#### Data supplied ####
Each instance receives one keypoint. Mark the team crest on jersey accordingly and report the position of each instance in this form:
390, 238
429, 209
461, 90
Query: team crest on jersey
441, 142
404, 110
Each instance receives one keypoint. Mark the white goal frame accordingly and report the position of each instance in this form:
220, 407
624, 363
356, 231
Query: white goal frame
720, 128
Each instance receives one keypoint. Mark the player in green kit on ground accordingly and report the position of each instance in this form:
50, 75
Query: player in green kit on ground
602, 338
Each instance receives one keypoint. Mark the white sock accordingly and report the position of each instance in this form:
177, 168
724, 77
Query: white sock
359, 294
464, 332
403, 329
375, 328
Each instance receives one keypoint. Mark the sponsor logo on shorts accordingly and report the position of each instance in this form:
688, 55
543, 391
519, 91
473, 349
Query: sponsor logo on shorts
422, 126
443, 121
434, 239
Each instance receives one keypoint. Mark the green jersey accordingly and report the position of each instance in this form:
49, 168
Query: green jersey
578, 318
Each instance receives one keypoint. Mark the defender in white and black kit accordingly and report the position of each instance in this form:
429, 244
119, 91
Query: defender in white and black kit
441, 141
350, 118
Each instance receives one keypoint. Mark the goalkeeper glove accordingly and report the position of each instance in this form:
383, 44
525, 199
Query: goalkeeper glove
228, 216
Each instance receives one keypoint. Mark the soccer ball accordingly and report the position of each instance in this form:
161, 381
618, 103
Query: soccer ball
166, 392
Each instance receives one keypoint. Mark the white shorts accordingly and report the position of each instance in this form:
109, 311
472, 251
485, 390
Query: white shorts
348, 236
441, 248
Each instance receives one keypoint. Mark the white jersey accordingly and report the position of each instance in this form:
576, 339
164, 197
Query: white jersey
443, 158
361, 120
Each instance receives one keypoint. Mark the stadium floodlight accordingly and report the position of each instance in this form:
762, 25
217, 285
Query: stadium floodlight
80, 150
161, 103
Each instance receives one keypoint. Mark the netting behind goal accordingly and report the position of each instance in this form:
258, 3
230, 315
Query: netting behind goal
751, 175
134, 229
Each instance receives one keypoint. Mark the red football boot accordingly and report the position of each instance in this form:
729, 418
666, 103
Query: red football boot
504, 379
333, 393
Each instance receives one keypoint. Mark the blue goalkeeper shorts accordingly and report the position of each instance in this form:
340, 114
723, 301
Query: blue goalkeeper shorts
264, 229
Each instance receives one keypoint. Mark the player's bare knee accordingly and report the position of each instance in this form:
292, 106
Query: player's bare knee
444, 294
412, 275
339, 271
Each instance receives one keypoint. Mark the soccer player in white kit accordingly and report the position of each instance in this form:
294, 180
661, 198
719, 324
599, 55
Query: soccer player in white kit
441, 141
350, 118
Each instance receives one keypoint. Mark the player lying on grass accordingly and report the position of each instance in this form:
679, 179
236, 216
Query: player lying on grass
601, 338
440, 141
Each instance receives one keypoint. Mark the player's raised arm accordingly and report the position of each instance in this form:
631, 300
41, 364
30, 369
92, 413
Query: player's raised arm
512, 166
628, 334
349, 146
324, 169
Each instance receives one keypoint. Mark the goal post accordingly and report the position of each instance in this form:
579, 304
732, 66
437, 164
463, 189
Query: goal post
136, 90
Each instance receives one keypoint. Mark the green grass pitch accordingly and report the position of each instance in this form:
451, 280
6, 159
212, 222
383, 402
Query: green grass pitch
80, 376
####
Challenge:
Format the lines from the one containing "Each instance receives one keypoint. Mark the player lying" through the end of the lines above as a Markdown table with the columns Row and Line text, skipping any blank lines. Put only those lines in it.

Solution for this exercise:
| Row | Line text |
|---|---|
| 1 | Each instance receives one keypoint. Mark the player lying on grass accordingly and report the position of each instance in this form: |
| 2 | 679, 179 |
| 3 | 236, 216 |
| 4 | Query: player lying on grass |
| 5 | 601, 338 |
| 6 | 440, 141 |
| 7 | Each instance receives one keypoint. Mark the player's raised arm accordingly and report the position of each instance in this form: |
| 8 | 631, 300 |
| 9 | 41, 364 |
| 10 | 30, 369 |
| 11 | 92, 413 |
| 12 | Query: player's raised arm |
| 13 | 512, 166 |
| 14 | 628, 334 |
| 15 | 349, 146 |
| 16 | 324, 169 |
| 17 | Each instance receives one keypoint. Mark the goal post accordingly and report the position of each instance in this form: |
| 18 | 579, 304 |
| 19 | 732, 66 |
| 20 | 437, 164 |
| 21 | 463, 189 |
| 22 | Query: goal post |
| 23 | 136, 90 |
| 24 | Each instance receives one keypoint. Mark the green grass pitch accordingly and report the position of each instance in this form: |
| 25 | 451, 280 |
| 26 | 6, 159 |
| 27 | 212, 222 |
| 28 | 383, 402 |
| 29 | Query: green grass pitch |
| 30 | 80, 376 |